*EXERCISE INSTRUCTIONS*:
A. Copy the passage on light and time word for word, from "We could, in" to "see is history.".
B. Answer from the passage on light and time:
(i) Where will the Extremely Large Telescope probably be located?
(ii) How far away is the planet one would visit to inspect the grassy knoll?
(iii) How does the passage describe the Keck?

*EXTRACTED TEXT*:
□ □ □ □ □
We could, in effect, be looking at ourselves through the looking glass. The Extremely Large Telescope will probably be located in the Canary Islands, but you really can try something like this at home. Look at yourself in the mirror. What do you see? Look very carefully. Obviously your left eye is where your right eye ought to be, but there is more than that, something practically impossible to notice and yet fundamental to making sense of the Universe. Your reflection is no longer you. The difference between you as you are now, and you as the mirror represents you, is measurable. This is what you used to look like, a short time (a few nano seconds) ago. But if the speed of light is finite — something that Galileo realised — then everything you see is history.
To see the more distant past it is only necessary to hold the mirror farther away from the object. If we want to finally work out who really killed Kennedy, all we need to do is nip over (assuming instantaneous matter transportation) to a planet some 46 light years from here and we should be able to inspect the grassy knoll (with an Extremely Large Telescope) at our leisure. Similarly, the Battle of Waterloo, the birth of Christ or the building of the pyramids — we just need to go the extra few million miles.
Not long ago, I had the opportunity to look through the Keck, the highest observatory in the world, and saw a red dot some 13 billion light years away from the kindergarten phase of the Universe. This is getting close to seeing the absolute origin of time and space. If we can see that far — and that far back — it ought to be possible, you would think, to go all the way and bear witness to the birth of the Universe. Genesis Now. As it was in the beginning.
□ □ □ □ □
*EXCERPTED DATA*:
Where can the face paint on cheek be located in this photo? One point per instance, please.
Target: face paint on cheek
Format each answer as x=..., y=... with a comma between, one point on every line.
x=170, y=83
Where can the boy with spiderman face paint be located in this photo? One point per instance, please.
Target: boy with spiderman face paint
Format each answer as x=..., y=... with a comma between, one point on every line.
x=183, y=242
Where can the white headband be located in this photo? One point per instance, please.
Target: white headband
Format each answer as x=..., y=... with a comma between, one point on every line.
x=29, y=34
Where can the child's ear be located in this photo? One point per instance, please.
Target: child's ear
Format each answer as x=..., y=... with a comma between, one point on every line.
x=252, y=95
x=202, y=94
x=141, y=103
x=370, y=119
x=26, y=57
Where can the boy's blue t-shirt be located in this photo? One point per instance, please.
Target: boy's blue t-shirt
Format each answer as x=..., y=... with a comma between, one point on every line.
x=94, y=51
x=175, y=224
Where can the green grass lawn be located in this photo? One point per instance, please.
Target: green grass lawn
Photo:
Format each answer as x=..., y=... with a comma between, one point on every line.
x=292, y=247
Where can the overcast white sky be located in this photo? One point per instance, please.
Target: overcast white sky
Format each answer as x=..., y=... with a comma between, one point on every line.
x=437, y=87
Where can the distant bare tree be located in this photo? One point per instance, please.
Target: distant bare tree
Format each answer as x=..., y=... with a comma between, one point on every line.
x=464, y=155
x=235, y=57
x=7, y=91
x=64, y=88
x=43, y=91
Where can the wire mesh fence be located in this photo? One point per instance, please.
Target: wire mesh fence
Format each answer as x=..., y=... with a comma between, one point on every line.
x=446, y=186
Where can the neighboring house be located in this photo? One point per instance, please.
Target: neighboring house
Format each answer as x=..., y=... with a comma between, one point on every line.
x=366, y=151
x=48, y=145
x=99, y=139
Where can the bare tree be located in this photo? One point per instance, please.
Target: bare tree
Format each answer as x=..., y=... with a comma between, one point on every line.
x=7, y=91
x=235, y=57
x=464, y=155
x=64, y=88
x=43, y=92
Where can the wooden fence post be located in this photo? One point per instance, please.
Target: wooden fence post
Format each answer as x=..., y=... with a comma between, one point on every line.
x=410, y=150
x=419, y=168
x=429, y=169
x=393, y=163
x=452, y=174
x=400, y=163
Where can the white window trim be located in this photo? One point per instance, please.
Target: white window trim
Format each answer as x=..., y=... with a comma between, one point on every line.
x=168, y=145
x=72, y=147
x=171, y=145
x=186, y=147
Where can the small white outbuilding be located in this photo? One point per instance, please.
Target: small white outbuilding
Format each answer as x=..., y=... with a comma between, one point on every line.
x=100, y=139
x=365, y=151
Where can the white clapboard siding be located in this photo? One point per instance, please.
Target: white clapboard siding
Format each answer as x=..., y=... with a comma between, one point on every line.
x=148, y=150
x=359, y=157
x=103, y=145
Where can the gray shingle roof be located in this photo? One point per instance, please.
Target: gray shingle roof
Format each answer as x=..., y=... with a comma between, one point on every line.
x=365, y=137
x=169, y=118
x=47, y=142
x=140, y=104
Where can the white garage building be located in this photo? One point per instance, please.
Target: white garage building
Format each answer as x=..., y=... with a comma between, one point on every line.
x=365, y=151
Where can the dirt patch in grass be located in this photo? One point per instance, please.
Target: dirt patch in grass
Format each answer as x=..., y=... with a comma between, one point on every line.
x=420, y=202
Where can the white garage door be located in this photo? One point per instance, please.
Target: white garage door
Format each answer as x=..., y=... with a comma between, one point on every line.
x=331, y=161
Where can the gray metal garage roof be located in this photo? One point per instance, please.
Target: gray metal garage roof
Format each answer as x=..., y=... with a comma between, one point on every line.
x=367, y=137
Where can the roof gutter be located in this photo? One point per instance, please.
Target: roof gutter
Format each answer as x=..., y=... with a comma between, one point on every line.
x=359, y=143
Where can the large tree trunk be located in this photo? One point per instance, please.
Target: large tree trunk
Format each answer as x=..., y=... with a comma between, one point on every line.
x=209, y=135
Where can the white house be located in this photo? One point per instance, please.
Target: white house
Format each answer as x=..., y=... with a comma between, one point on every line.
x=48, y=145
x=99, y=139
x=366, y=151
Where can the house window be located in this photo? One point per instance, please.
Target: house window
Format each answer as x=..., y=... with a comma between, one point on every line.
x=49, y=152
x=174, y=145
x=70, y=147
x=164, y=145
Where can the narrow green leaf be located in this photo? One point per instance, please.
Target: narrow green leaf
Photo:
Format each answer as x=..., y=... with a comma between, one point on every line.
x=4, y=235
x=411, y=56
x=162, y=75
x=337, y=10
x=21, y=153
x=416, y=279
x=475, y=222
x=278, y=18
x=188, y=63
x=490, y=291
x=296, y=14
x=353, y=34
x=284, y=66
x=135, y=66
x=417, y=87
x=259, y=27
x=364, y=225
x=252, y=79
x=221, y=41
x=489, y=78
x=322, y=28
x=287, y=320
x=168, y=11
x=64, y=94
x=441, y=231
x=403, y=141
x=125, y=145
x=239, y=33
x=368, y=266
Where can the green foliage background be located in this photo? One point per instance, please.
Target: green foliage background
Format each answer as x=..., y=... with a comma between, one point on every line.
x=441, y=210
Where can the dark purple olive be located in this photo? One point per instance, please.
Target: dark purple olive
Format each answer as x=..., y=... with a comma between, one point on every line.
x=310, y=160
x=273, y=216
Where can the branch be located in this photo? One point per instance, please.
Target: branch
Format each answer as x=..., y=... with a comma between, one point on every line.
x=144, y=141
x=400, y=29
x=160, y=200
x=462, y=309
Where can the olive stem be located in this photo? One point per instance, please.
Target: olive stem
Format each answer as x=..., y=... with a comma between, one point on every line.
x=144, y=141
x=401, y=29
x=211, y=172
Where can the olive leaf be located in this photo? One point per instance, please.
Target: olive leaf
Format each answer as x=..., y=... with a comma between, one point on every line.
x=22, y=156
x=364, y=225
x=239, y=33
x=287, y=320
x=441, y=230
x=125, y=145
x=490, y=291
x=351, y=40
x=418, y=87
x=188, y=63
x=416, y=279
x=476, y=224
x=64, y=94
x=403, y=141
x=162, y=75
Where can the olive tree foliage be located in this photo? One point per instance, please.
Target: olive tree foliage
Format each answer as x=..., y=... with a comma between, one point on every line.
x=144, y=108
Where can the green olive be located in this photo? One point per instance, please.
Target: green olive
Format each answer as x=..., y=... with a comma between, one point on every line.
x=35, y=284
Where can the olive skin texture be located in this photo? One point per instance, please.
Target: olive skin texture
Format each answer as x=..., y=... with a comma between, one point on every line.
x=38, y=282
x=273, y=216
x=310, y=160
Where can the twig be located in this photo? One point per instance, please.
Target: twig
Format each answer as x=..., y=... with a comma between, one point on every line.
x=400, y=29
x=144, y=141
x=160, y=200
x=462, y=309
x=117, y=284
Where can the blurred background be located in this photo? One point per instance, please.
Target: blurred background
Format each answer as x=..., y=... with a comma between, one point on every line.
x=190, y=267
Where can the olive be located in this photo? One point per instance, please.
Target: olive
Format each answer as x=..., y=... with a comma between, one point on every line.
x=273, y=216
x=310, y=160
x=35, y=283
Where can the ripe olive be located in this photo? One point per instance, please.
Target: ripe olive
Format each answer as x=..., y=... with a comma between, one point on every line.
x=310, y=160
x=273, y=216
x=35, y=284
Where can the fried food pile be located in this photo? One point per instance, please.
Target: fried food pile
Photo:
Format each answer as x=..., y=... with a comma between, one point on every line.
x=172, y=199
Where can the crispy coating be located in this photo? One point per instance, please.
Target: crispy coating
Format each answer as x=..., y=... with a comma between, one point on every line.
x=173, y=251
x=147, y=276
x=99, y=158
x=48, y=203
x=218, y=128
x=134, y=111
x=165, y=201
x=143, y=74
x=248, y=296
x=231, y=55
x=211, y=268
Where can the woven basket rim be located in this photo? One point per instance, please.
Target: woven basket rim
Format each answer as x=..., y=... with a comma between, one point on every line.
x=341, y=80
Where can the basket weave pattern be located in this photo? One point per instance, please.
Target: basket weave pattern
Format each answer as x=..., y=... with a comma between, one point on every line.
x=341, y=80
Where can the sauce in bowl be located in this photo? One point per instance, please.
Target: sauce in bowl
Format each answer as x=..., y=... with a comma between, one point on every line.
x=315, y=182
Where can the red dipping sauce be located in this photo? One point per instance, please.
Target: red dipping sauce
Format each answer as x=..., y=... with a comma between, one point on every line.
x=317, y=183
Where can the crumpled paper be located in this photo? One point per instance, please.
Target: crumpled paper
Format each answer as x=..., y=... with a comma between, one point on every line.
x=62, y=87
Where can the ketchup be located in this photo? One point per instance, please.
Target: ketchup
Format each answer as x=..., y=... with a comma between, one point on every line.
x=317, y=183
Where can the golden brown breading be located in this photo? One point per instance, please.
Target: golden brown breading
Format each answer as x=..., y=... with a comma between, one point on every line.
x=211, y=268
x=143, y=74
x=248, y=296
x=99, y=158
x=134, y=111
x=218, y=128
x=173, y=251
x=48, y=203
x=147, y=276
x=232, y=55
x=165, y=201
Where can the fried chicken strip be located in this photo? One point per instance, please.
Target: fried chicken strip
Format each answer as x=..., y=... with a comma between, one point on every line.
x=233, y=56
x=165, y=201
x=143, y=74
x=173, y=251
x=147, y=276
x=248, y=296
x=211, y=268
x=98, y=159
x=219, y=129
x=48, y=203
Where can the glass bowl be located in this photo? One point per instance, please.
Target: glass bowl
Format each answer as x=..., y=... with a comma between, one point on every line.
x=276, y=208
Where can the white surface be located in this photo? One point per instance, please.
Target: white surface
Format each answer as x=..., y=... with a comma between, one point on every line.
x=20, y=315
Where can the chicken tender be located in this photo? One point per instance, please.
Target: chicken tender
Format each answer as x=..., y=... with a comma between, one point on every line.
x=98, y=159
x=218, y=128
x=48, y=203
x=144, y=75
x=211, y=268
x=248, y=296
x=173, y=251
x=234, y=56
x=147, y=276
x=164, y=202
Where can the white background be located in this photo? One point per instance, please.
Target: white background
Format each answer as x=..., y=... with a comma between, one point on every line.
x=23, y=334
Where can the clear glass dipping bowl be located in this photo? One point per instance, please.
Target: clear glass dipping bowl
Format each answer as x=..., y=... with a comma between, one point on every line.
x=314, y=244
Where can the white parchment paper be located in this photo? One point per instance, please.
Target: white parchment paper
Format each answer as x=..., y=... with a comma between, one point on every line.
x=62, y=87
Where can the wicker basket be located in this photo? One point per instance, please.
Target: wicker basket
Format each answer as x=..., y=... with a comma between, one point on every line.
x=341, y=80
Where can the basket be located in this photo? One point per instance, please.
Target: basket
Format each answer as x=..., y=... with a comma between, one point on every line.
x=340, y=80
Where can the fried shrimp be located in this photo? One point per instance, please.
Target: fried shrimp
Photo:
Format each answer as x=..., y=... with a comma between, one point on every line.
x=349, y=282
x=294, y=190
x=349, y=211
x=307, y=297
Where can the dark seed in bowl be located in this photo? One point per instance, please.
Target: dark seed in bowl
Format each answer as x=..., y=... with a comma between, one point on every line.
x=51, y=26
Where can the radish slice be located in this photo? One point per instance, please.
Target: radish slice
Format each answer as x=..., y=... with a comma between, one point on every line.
□ □ □ □ □
*RESPONSE LIST*:
A.
We could, in effect, be looking at ourselves through the looking glass. The Extremely Large Telescope will probably be located in the Canary Islands, but you really can try something like this at home. Look at yourself in the mirror. What do you see? Look very carefully. Obviously your left eye is where your right eye ought to be, but there is more than that, something practically impossible to notice and yet fundamental to making sense of the Universe. Your reflection is no longer you. The difference between you as you are now, and you as the mirror represents you, is measurable. This is what you used to look like, a short time (a few nano seconds) ago. But if the speed of light is finite — something that Galileo realised — then everything you see is history.

B.
(i) The Canary Islands.
(ii) Some 46 light years from here.
(iii) As the highest observatory in the world.